--- Exercise aim ---
An exact copy of the records below is required, and it must contain no pictures.

Referring expression pointing data
· · · ·
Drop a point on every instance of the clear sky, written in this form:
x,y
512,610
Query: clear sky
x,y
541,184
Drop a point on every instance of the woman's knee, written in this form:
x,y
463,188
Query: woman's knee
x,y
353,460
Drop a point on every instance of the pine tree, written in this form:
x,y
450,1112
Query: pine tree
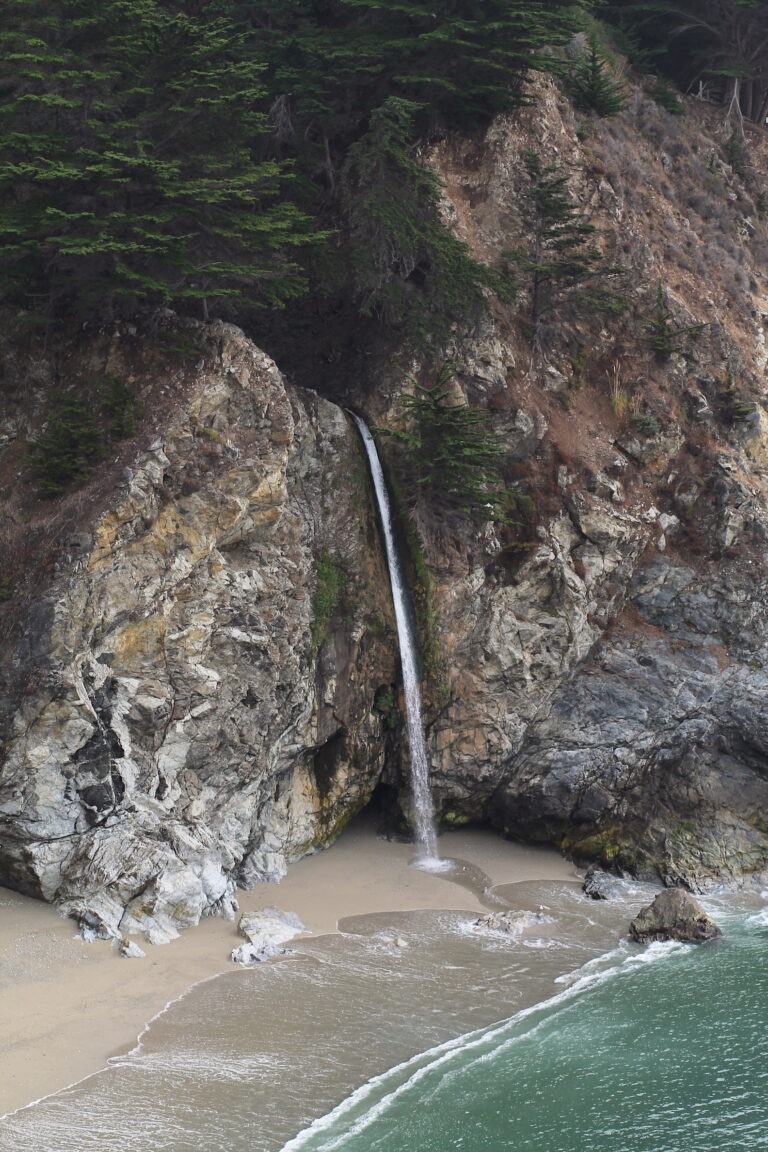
x,y
131,159
450,454
407,266
591,84
562,259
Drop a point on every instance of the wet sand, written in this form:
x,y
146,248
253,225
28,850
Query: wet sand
x,y
67,1006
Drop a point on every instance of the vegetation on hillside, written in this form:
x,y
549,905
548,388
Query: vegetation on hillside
x,y
716,48
179,151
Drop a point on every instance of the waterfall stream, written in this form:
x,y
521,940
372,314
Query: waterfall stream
x,y
424,825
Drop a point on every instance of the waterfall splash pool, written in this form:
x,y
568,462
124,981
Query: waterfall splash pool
x,y
424,825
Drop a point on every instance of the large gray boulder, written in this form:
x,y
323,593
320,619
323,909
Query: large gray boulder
x,y
674,915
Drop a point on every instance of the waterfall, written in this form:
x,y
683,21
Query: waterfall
x,y
423,809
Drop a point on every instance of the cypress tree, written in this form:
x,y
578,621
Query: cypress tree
x,y
562,260
407,266
591,84
131,159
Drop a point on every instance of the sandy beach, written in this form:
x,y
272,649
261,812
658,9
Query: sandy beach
x,y
67,1006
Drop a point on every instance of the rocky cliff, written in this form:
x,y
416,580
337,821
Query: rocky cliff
x,y
182,717
199,679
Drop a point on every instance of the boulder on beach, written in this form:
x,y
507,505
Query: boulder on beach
x,y
674,915
265,932
599,885
509,923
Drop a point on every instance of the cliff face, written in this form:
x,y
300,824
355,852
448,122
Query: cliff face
x,y
607,674
173,728
199,684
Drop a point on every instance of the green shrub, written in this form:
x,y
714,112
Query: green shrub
x,y
666,335
68,447
328,598
666,97
450,454
591,83
122,408
562,259
646,424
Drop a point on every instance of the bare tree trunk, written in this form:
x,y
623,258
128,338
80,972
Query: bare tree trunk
x,y
734,107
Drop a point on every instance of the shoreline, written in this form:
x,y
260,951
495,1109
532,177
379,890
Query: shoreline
x,y
66,1006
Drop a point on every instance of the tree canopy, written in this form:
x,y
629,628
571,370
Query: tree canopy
x,y
203,150
717,43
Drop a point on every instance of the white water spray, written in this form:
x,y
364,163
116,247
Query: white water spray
x,y
423,809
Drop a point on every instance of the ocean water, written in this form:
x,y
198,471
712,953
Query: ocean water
x,y
663,1050
416,1032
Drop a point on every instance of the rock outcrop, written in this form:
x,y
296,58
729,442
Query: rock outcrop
x,y
674,915
265,933
177,717
202,683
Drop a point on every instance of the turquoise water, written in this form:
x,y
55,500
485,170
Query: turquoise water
x,y
663,1050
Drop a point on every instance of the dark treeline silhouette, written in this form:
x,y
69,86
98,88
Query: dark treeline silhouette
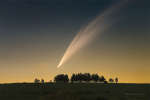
x,y
79,78
82,78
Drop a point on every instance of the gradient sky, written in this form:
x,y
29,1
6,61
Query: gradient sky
x,y
34,35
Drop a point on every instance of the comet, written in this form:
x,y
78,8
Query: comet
x,y
97,26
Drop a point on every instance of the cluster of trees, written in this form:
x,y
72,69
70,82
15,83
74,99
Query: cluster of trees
x,y
83,77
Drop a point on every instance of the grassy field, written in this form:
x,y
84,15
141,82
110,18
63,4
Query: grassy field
x,y
77,91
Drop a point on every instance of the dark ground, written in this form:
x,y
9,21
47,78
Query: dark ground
x,y
76,91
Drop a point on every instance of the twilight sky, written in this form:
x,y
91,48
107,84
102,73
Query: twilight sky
x,y
34,35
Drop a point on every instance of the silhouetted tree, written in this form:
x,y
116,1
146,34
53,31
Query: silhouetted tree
x,y
73,78
95,77
111,80
36,80
86,77
102,79
61,78
116,79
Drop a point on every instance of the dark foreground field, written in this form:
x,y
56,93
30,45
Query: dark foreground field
x,y
76,91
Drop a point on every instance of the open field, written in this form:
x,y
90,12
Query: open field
x,y
76,91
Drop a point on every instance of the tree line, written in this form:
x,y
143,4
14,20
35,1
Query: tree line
x,y
83,78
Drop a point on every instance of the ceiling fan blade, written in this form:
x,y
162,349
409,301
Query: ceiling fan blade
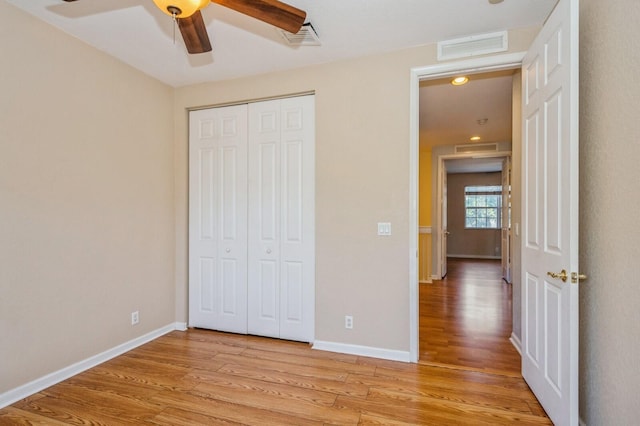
x,y
194,33
273,12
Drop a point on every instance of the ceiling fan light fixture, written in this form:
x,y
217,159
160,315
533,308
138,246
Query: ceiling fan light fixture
x,y
459,81
181,8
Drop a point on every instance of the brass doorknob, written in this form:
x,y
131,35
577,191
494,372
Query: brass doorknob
x,y
562,275
575,277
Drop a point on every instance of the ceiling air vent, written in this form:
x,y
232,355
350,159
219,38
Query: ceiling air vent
x,y
481,44
307,36
476,148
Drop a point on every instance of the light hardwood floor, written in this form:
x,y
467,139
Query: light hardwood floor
x,y
203,377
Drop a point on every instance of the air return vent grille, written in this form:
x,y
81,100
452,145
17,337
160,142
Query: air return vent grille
x,y
481,44
307,36
482,147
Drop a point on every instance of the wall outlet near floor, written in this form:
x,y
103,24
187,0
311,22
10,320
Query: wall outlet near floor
x,y
348,322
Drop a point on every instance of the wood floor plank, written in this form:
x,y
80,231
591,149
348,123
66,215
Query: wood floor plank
x,y
281,366
324,363
201,403
16,416
293,378
474,395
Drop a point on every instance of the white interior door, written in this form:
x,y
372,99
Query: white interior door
x,y
281,218
218,219
444,232
505,219
550,215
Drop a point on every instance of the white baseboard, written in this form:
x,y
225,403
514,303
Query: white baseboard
x,y
368,351
473,256
515,341
13,395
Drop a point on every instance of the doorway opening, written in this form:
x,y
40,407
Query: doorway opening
x,y
470,67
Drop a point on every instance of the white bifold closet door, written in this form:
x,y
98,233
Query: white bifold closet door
x,y
281,218
264,175
218,218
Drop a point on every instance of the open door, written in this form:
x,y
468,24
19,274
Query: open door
x,y
550,215
443,221
505,220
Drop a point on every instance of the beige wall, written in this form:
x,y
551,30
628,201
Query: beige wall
x,y
482,243
609,206
86,201
362,177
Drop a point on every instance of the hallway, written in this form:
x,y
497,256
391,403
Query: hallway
x,y
465,319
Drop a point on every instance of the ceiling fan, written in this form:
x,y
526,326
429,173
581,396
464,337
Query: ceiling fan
x,y
187,14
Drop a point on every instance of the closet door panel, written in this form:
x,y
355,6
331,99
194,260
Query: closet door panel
x,y
297,256
264,213
218,219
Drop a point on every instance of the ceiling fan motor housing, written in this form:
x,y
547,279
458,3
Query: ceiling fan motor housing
x,y
180,8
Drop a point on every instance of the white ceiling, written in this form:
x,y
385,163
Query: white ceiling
x,y
449,114
139,34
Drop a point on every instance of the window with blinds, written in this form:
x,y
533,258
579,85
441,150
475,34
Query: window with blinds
· · · ·
--- Solution below ---
Drop a point on every instance of the clear sky, written in this form:
x,y
512,610
Query: clear sky
x,y
541,184
Drop a point on every instance of the woman's knee, written in this form:
x,y
463,188
Query: woman's knee
x,y
353,460
Drop a point on every instance of the pine tree, written in this form:
x,y
450,1112
Query: pine tree
x,y
131,159
450,454
407,266
591,84
562,259
Drop a point on every instance of the wet sand, written in this form:
x,y
146,248
253,225
28,850
Query: wet sand
x,y
67,1006
Drop a point on every instance of the vegetation on hillside, written in this form:
x,y
549,905
548,388
Query: vegetation on hillside
x,y
716,48
179,151
Drop a point on every instance of the waterfall stream, written in this form:
x,y
521,940
372,314
Query: waterfall stream
x,y
424,825
Drop a point on every instance of the waterfall splash pool, written in this form:
x,y
568,462
124,981
Query: waterfall splash pool
x,y
424,825
Drop a point on every instance of the large gray boulder, written in this form:
x,y
323,593
320,619
323,909
Query: large gray boulder
x,y
674,915
Drop a point on every instance of the waterfall, written in this form:
x,y
683,21
Query: waterfall
x,y
423,809
Drop a point on every instance of the cypress tree, written in this form:
x,y
578,621
Query: cypress tree
x,y
562,260
407,266
591,84
131,159
Drop a point on every instance of the sandy beach, written in this form:
x,y
272,649
261,812
658,9
Query: sandy beach
x,y
67,1006
Drop a point on every instance of the rocky cliff, written in this form:
x,y
416,580
337,821
Query: rocky cliff
x,y
182,717
199,679
Drop a point on every instance of the boulder on beach, written in this form:
x,y
507,505
Query: boulder on beach
x,y
674,915
265,932
599,885
509,923
Drop a point on every instance of the cliff face, written in this form:
x,y
300,824
355,852
448,122
Query: cliff face
x,y
607,674
173,728
199,684
Drop a point on every instance of the green shrub, written in this form:
x,y
714,112
Query: green shrub
x,y
666,335
68,447
328,598
666,97
450,454
591,83
122,408
562,259
646,424
Drop a point on every instance of the bare tree trunk, written in this form:
x,y
623,258
128,338
80,972
Query: bare tree trunk
x,y
734,107
Drop a point on every instance of the shoreline, written in this form:
x,y
260,951
495,1109
532,177
379,890
Query: shoreline
x,y
66,1006
Drop a point on every instance of the tree canopy, written in this form:
x,y
629,628
571,370
Query: tree canopy
x,y
203,150
717,43
Drop a point on every instance of the white water spray, written in this form:
x,y
364,163
116,247
Query: white water spray
x,y
423,809
Drop a point on every instance of the ocean water, written in this form:
x,y
198,471
712,953
Query: ocean water
x,y
663,1050
416,1032
Drop a point on every instance of the rock outcrop, written in this form:
x,y
296,58
729,442
Query: rock outcrop
x,y
674,915
265,933
177,717
202,683
Drop a point on every instance of the turquoise water, written in this form:
x,y
55,500
485,170
Query: turquoise water
x,y
663,1050
Drop a point on every instance of the dark treeline silhouette, written in this form:
x,y
69,86
98,88
Query: dark treeline silhouette
x,y
79,78
82,78
Drop a point on every instance of the gradient sky, written in this form:
x,y
29,1
6,61
Query: gradient sky
x,y
34,35
Drop a point on every instance of the comet, written in this form:
x,y
78,8
Query: comet
x,y
97,26
Drop a point on every instance of the cluster of trees, written in this form:
x,y
72,69
70,82
15,83
74,99
Query: cluster of trees
x,y
83,77
Drop a point on every instance of the grassy field, written in this form:
x,y
84,15
141,82
110,18
63,4
Query: grassy field
x,y
77,91
Drop a point on every instance of the dark ground, written in this form:
x,y
9,21
47,78
Query: dark ground
x,y
76,91
Drop a point on every instance of the twilight sky, written in this form:
x,y
91,48
107,84
102,73
Query: twilight sky
x,y
34,35
Drop a point on every instance of the silhouetted tree, written in this form:
x,y
116,1
146,34
53,31
Query: silhouetted tree
x,y
73,78
95,77
111,80
36,80
86,77
102,79
61,78
116,79
Drop a point on every instance of the dark foreground field, written in this form:
x,y
56,93
30,45
Query: dark foreground field
x,y
76,91
Drop a point on every instance of the open field, written in this form:
x,y
90,12
Query: open field
x,y
76,91
Drop a point on every instance of the tree line, written in this form:
x,y
143,4
14,20
35,1
Query: tree line
x,y
83,78
Drop a point on every instance of the ceiling fan blade, written in this form:
x,y
162,349
409,301
Query: ceiling fan blade
x,y
194,33
273,12
Drop a point on every instance of the ceiling fan light fixture, written in this form:
x,y
217,159
160,315
533,308
138,246
Query: ceiling fan light fixture
x,y
459,81
181,8
Drop a point on every instance of the brass doorknob, written in this form:
x,y
131,35
577,191
494,372
Query: brass doorknob
x,y
562,275
575,277
Drop a point on every instance of the ceiling air vent, written in this form:
x,y
232,355
350,159
219,38
Query: ceiling air vent
x,y
481,44
307,36
476,148
Drop a point on every instance of the light hardwood floor, written in this form:
x,y
467,139
Query: light hardwood floor
x,y
203,377
Drop a point on every instance of the air return vent grille, written in this form:
x,y
81,100
452,145
17,337
160,142
Query: air return vent grille
x,y
481,44
307,36
482,147
Drop a point on every instance of the wall outlet near floor, written in this form:
x,y
103,24
187,0
311,22
10,320
Query: wall outlet near floor
x,y
348,322
Drop a point on every instance of the wood floor plank, written in this form:
x,y
80,231
591,149
348,123
66,215
Query: wood floor plank
x,y
281,366
324,363
201,403
16,416
293,378
474,395
Drop a point on every instance of the white interior door, written in this form:
x,y
372,99
Query: white interior door
x,y
281,218
218,219
444,232
505,219
550,215
Drop a point on every instance of the white baseboard, written in this form:
x,y
225,403
514,303
Query: white baseboard
x,y
368,351
473,256
515,341
13,395
Drop a point on every instance of the doorway opening, written in this form:
x,y
40,407
Query: doorway opening
x,y
470,67
Drop a point on every instance of the white bifold closet door, written in this form:
x,y
98,233
Query: white bifold closet door
x,y
281,218
264,175
218,218
Drop a point on every instance of the open door, written in this form:
x,y
468,24
19,274
Query: open door
x,y
550,215
443,221
505,220
Drop a point on every instance of the beige wall, written in this form:
x,y
551,30
628,201
Query: beige wall
x,y
482,243
609,206
86,201
362,177
Drop a point on every instance of the hallway, written in this form:
x,y
497,256
391,403
Query: hallway
x,y
465,319
Drop a point on every instance of the ceiling fan, written in this form:
x,y
526,326
429,173
581,396
464,337
Query: ceiling fan
x,y
187,14
Drop a point on every instance of the closet door panel, written in this form:
x,y
355,6
331,99
194,260
Query: closet door panel
x,y
297,256
264,213
218,219
Drop a point on every instance of the ceiling fan motor housing, written in this form:
x,y
547,279
458,3
Query: ceiling fan motor housing
x,y
180,8
Drop a point on every instance of the white ceiling, written in this form:
x,y
385,163
Query: white ceiling
x,y
449,114
139,34
Drop a point on every instance of the window with blinds, written in this form:
x,y
533,258
579,85
441,150
475,34
Query: window with blinds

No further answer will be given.